Task to complete: Can you find each line in the rows below that contains the word "mountain" and copy those lines out in full?

Records to use:
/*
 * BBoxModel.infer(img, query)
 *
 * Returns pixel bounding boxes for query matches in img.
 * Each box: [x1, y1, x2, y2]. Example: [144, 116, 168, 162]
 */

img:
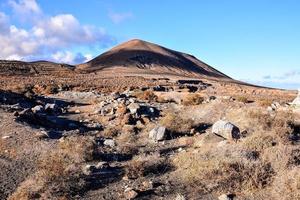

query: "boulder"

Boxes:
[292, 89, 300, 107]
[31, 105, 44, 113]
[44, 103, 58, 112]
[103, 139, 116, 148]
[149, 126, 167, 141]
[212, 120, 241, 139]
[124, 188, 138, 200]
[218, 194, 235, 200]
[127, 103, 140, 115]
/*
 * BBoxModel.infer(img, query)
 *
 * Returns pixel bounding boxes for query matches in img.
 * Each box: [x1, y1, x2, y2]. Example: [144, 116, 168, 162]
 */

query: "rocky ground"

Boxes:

* * *

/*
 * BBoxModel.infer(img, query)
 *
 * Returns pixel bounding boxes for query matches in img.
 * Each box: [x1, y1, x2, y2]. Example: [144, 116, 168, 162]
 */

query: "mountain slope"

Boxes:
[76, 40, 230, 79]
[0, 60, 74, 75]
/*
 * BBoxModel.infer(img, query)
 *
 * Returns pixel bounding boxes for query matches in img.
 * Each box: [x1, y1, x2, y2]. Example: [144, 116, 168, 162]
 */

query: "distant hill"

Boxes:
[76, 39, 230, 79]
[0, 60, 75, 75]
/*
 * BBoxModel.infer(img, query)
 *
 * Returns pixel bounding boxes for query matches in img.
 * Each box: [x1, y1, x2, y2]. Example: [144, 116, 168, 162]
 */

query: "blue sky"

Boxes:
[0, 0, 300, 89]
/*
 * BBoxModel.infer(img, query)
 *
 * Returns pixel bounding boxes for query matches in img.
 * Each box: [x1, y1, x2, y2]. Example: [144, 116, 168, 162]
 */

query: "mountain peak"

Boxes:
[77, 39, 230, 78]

---

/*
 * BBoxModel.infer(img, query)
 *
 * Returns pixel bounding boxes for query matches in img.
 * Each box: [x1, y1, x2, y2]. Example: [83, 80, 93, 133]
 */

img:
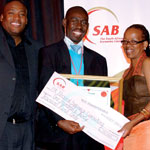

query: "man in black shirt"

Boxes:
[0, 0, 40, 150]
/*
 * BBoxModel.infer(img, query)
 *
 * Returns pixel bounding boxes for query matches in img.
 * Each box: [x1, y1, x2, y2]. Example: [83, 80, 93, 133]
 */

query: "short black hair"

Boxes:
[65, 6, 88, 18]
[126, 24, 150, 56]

Task solution:
query: "mountain slope"
query: "mountain peak"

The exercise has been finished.